• _Task to complete_
Set down the records again, keeping each line exactly as it is.

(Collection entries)
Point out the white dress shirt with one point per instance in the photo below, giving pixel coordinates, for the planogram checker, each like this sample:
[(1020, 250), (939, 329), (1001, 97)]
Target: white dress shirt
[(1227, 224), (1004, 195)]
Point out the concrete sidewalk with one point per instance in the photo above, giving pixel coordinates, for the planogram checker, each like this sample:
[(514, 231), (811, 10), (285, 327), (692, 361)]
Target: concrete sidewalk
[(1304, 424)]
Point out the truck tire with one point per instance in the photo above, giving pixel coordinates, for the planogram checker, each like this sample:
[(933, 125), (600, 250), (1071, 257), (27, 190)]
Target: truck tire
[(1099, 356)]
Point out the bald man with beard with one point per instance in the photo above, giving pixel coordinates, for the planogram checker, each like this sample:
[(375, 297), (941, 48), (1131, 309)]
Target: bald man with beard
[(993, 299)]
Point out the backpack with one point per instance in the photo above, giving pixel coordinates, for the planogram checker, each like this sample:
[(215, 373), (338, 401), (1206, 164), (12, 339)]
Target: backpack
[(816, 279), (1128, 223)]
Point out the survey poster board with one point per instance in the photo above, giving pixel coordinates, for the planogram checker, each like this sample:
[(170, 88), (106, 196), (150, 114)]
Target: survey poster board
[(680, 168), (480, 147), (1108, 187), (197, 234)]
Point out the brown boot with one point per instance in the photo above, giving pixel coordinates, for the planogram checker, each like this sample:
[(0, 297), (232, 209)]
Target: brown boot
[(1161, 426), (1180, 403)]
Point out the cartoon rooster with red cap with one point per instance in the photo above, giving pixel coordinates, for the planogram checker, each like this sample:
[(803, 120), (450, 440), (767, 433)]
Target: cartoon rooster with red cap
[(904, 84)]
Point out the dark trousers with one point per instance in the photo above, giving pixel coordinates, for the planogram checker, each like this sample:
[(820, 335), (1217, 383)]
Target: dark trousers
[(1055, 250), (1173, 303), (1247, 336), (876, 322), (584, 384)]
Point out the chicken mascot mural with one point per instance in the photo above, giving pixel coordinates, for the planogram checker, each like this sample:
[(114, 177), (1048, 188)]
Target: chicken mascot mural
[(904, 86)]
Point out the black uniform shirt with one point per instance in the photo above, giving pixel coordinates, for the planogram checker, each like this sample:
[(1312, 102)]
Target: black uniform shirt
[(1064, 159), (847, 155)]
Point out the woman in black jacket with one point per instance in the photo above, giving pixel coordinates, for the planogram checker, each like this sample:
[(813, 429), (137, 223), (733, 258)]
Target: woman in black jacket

• _Solved exercise_
Point out the white dress shirt with one point per instance in the photo below, giving pixel coordinates, for the planogram checker, each like this sample:
[(1020, 250), (939, 329), (1001, 97)]
Target: white dress shirt
[(1227, 224), (1004, 195)]
Point out the concrete sidewalk with one point per instance in the photo above, giving pixel coordinates, for the planogram checker, each like this sample:
[(514, 231), (811, 10), (285, 327), (692, 361)]
Target: concrete sidewalk
[(1304, 424)]
Point out the truck tire with one point per instance in the photo above, giving pixel coordinates, for the planogram checker, each like this sample:
[(933, 125), (600, 250), (1071, 257), (27, 190)]
Target: truck tire
[(1099, 356)]
Point out the bald man with beard with one point per instance in the photo above, giving pixel coordinates, for the planogram checker, each like this sample:
[(375, 297), (941, 48), (1131, 309)]
Target: bald man with beard
[(993, 299)]
Point out the backpack with one point per instance in the photo above, giving pixel coordinates, for the planogram checker, each like this sample:
[(215, 373), (338, 401), (1206, 164), (12, 339)]
Target: backpack
[(816, 279), (1128, 223)]
Point out the survey poster board with one point per instance in the photo above, giving pixel coordinates, for the planogram checker, each like this sample:
[(170, 88), (106, 196), (150, 114)]
Target: survey poster board
[(680, 168), (480, 147), (1108, 187), (197, 234)]
Point out the brown boot with one point per instance in the photo above, giving pixel coordinates, for the planogram checker, each like this sample:
[(0, 297), (232, 209)]
Target: brown boot
[(1161, 426), (1180, 403)]
Point out the cartoon rooster with red cap with one point per instance in the photo above, giving pixel coordinates, for the planogram checker, each like this sample:
[(803, 120), (450, 440), (767, 433)]
Target: cartoon rooster with red cap
[(904, 84)]
Point out the dark trousers with one point per instance in the photo above, giving pixel coordinates, for the planogram checker, each like this sample:
[(820, 335), (1217, 383)]
Target: dark trousers
[(1055, 250), (1173, 303), (1247, 336), (876, 322), (584, 384)]
Point out the chicken mascot mural with one point per instance in the photo above, giving pixel coordinates, for the planogram checker, each like this sample:
[(114, 177), (1048, 188)]
Target: chicken mascot mural
[(904, 86)]
Point out the black uniform shirt with one point per instance in the photo above, giving pixel coordinates, for the planogram checker, each like this sample:
[(1312, 102)]
Target: black uniform shirt
[(1064, 159), (847, 155)]
Point out the woman in black jacket with one point per instance in the photo above, giving pixel coordinates, for the planogram checker, each like this sample:
[(813, 429), (137, 223), (733, 258)]
Target: woman in black jacket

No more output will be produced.